=== Material ===

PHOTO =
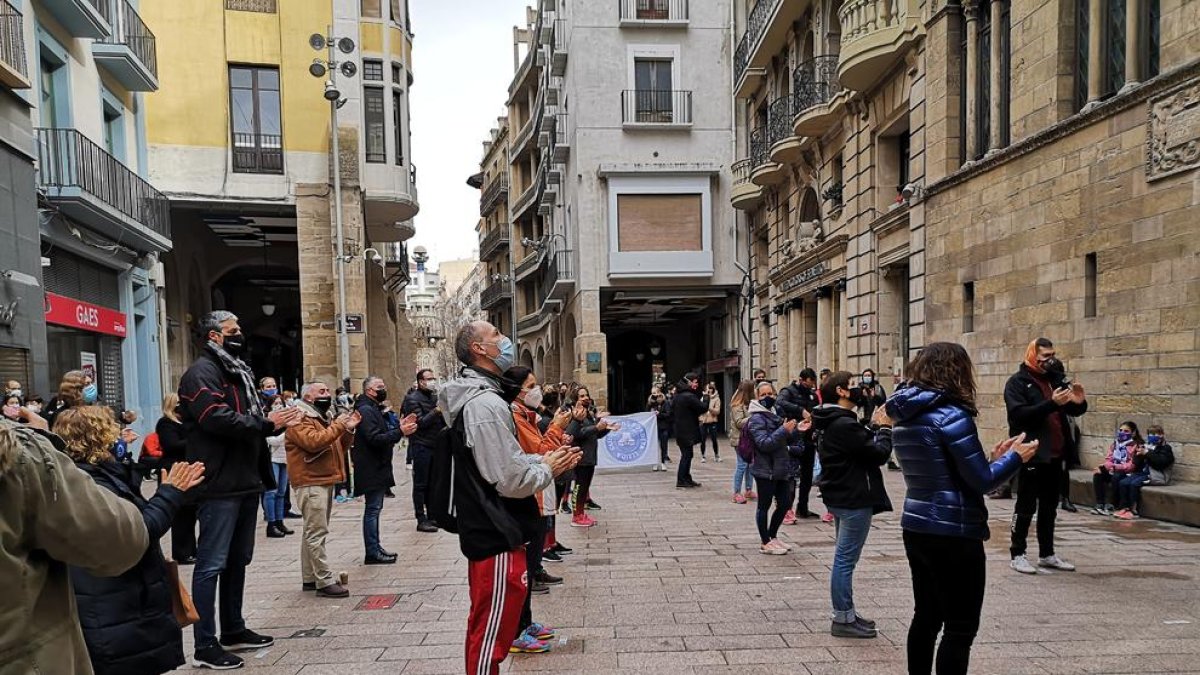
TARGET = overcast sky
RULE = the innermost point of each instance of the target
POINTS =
(462, 65)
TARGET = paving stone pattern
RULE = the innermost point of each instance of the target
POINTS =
(671, 581)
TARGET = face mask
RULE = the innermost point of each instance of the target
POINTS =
(533, 398)
(235, 344)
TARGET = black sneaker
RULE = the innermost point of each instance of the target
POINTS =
(246, 639)
(216, 658)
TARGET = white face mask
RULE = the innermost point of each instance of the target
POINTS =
(533, 398)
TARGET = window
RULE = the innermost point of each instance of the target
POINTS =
(652, 96)
(397, 117)
(375, 126)
(372, 70)
(969, 306)
(257, 125)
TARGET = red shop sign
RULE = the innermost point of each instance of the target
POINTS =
(61, 310)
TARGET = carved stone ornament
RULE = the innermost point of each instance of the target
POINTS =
(1173, 142)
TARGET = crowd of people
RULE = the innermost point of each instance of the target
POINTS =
(496, 458)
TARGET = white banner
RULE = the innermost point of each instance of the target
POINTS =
(636, 443)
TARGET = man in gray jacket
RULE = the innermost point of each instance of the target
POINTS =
(493, 490)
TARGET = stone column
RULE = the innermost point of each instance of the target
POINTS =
(997, 84)
(971, 9)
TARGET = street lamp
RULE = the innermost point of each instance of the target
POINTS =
(321, 69)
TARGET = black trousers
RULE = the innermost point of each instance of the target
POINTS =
(1037, 493)
(804, 483)
(948, 577)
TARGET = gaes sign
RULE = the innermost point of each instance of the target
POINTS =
(66, 311)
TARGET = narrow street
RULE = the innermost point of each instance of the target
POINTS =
(671, 581)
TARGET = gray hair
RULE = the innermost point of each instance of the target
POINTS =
(211, 322)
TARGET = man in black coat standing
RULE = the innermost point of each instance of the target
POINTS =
(797, 401)
(373, 443)
(227, 429)
(687, 406)
(423, 401)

===

Your objective.
Update the items from the line holding "TARGET = carved stone ornament" through the end of the items, inclusive, and write those lines out again with "trousers" changed to "pants" and nothing else altered.

Problem solution.
TARGET = carved stone ornament
RULE = the innermost point of each instance of the target
POINTS =
(1173, 142)
TARGET = crowd of people
RULE = the innermost point of each instance of the target
POINTS =
(496, 458)
TARGET = white banner
RULE = the innermost point of each instance of the target
POINTS =
(636, 443)
TARGET = man in gray jacket
RULE = the innermost point of each instance of the target
POINTS =
(493, 490)
TARGET = stone column
RULE = the innermost point of each instance of the target
POINTS =
(997, 84)
(971, 9)
TARGET = street lamp
RULE = the innermost point of each instance of the target
POINTS =
(321, 69)
TARGET = black pants
RULE = the innermost point of each instance of the target
POINTS =
(1037, 493)
(804, 483)
(948, 577)
TARGET = gaes sign
RULE = the innermost point of each instance of the target
POINTS =
(66, 311)
TARGET = narrow street
RULE = the innermost point of each instance of the target
POINTS =
(671, 581)
TARGET = gray hair
RULE = the innermost point of each instance of the target
POINTS =
(211, 322)
TARGET = man in black coat standing
RULE = the innermost point of each instance of the target
POINTS =
(797, 401)
(373, 443)
(227, 429)
(687, 406)
(423, 401)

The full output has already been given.